Selection:
#####

With this rather sobering thought it is pleasant to turn to a window on the north side of the nave which contains a collection of fragments of medieval glass. Lots of churches have some like this, but these here are particularly pleasing. The feet of a bird, possibly the eagle of St John, the forked beard of God the Father, an angel hand plucking strings, a group of 15th century cockerels that might easily be roaming Thrandeston common but are probably from a heraldic shield, and below them part of an inscription that was once so common but is now so rare that you wouldn't know about it if it didn't exist in places like this: Orate pro Animabus, it reads, 'pray for our souls...'

orate pro animabus (15th Century) four heraldic cocks (15th Century) bearded man (fragment, 15th Century)

Right on the eve of the Reformation came a 1533 inscription in brass, now reset on the chancel wall, for Elizabeth Cornwallis. It begins Of your charitie, pray for the sowle of Mastrys Elizabeth Cornwaleys. Within a few years, such a sentiment would be anathema. It was missing from this church for three hundred years, thanks to vandals or collectors, but was returned here in the mid-19th century. There are a couple of other, later, brass inscriptions in the chancel.

#####

Short problem 1: Find every line in the listing below that contains the string "woman" and copy each one.
Short problem 2: Continue the passage above about the church's medieval glass and brass inscriptions, starting after its final sentence.

#####

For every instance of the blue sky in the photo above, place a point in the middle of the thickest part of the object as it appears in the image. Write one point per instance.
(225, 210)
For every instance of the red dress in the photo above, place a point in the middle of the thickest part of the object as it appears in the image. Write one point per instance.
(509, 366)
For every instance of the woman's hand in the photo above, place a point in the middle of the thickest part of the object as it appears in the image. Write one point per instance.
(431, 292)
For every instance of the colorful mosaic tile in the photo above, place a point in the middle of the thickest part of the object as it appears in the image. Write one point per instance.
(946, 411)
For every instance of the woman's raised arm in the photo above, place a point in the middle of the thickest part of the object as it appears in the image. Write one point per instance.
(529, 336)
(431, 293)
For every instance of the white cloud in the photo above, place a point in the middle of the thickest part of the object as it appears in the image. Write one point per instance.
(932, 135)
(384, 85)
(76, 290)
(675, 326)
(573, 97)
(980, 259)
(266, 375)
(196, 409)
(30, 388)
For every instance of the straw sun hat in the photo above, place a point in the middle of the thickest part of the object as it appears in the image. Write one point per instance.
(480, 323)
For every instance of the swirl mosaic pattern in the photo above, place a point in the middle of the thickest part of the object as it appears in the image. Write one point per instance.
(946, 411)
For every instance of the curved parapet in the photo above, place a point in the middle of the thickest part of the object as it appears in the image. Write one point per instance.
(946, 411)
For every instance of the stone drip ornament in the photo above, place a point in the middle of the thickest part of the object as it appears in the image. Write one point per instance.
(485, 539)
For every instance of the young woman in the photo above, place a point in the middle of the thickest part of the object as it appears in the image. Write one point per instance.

#####

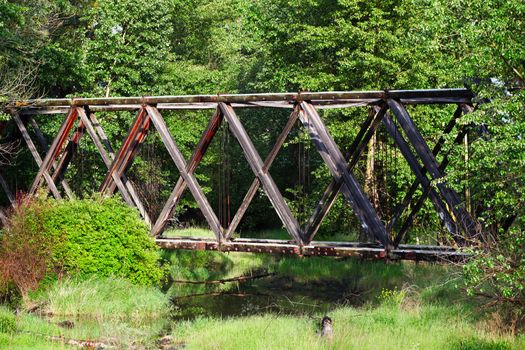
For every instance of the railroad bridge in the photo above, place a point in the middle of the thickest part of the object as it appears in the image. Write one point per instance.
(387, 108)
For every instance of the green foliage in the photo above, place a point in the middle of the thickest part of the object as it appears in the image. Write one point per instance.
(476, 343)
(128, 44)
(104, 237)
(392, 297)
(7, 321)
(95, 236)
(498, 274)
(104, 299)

#####

Exercise answer 1:
For every instance of the woman's hand in the photo above, place a point in the middle of the thickest part of the object as it appears in the image. Write one point per instance.
For every instance of the woman's raised arm in the photo above, place a point in the middle of the thickest part of the object as it appears in the image. Write one point per instance.
For every instance of the young woman in the photo above, place a point in the middle of the thickest part of the object as it appears in the image. Write one point per instance.

Exercise answer 2:
The chancel windows contain some interesting 19th Century glass by William Wailes. They commemorate two children of the Lee-French family. Hugh Spencer Lee-French died in 1860 at the age of 22 months. He is depicted in one light being held by Christ as a demonstration of the Kingdom of God, and in the other being somewhat dramatically borne up by an angel from the globe of the earth to the lights of heaven above. The other is to Thomas Broadley Lee-French, who died at the age of 11 in 1866. In one light he is depicted as the young Samuel telling the priest Eli that he has heard the voice of God, and in the other as the young Christ being found by his parents teaching in the temple. A third window is in a similar style, the Good Samaritan pouring healing oils on to the beaten man's wounds, as St Peter falls to his knees as he watches Christ walk on water, but it is not of the same quality and may even not be by the same workshop.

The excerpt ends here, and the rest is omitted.